DIRECTIVE
Rewrite the stretch from the start of the items through the line containing "[56,42,59,46]", including the requests, and shift every bounding-box coordinate in the answers by -64.

MATERIAL
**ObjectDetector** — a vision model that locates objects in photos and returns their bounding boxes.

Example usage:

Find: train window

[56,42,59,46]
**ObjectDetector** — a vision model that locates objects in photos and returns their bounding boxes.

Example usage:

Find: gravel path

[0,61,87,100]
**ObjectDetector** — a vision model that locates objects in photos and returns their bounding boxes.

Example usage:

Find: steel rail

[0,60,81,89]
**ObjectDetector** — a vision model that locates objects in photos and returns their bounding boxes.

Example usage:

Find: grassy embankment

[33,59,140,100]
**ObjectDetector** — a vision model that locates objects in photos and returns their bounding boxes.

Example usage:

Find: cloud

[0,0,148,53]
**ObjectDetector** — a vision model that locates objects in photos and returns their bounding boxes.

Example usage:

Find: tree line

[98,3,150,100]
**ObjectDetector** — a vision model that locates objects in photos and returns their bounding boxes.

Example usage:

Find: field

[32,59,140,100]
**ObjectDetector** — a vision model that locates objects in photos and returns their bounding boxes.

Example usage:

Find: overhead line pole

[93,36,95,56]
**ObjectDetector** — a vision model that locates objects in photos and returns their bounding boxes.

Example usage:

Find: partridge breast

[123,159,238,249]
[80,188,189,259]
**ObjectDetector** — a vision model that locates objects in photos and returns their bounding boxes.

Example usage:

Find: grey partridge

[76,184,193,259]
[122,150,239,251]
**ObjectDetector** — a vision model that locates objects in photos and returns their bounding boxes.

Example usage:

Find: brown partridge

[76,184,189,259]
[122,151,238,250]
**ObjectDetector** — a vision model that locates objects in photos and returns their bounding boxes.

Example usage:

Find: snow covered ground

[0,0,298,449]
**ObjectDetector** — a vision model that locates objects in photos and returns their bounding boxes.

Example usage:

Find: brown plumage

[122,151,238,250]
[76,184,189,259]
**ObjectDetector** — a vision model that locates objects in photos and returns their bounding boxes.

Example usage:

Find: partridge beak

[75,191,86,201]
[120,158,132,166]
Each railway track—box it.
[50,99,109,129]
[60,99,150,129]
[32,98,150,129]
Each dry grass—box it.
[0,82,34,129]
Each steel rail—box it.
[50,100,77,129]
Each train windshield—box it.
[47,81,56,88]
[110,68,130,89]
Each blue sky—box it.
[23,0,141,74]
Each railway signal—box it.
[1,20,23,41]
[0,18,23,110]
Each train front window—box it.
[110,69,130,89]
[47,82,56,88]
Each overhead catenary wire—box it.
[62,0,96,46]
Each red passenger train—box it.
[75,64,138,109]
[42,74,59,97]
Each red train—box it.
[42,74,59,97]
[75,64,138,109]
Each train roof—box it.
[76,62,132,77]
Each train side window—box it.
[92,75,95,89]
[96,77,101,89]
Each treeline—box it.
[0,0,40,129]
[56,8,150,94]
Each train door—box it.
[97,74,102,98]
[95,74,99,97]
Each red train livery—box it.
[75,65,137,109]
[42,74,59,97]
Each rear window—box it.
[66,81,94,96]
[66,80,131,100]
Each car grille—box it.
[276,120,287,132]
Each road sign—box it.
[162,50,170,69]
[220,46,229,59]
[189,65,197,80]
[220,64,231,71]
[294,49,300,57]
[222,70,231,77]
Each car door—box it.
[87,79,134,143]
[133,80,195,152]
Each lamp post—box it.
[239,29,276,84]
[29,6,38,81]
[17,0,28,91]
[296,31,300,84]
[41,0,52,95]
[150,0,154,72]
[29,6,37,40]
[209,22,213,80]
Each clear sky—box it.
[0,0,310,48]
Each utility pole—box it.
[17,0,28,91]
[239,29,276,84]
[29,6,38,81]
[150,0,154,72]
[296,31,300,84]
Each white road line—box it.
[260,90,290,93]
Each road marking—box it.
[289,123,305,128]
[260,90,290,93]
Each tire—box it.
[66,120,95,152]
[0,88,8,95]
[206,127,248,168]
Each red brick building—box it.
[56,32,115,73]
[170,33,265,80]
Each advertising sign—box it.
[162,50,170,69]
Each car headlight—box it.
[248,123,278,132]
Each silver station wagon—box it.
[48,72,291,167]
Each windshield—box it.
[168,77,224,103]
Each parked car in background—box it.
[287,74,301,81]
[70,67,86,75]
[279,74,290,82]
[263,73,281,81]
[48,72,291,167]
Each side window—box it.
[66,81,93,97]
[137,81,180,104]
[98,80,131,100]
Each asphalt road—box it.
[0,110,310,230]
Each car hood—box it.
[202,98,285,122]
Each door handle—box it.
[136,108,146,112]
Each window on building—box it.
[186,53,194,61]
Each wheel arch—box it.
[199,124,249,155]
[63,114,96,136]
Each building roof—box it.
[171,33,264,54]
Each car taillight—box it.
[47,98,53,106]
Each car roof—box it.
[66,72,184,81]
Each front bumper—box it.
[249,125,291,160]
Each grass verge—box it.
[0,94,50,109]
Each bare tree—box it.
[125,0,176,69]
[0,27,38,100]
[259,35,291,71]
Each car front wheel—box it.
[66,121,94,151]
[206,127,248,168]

REPLY TO THE EXERCISE
**ObjectDetector** — a vision model that locates objects in photos and returns their bounding boxes.

Example usage:

Find: train window

[-8,-22,-5,-18]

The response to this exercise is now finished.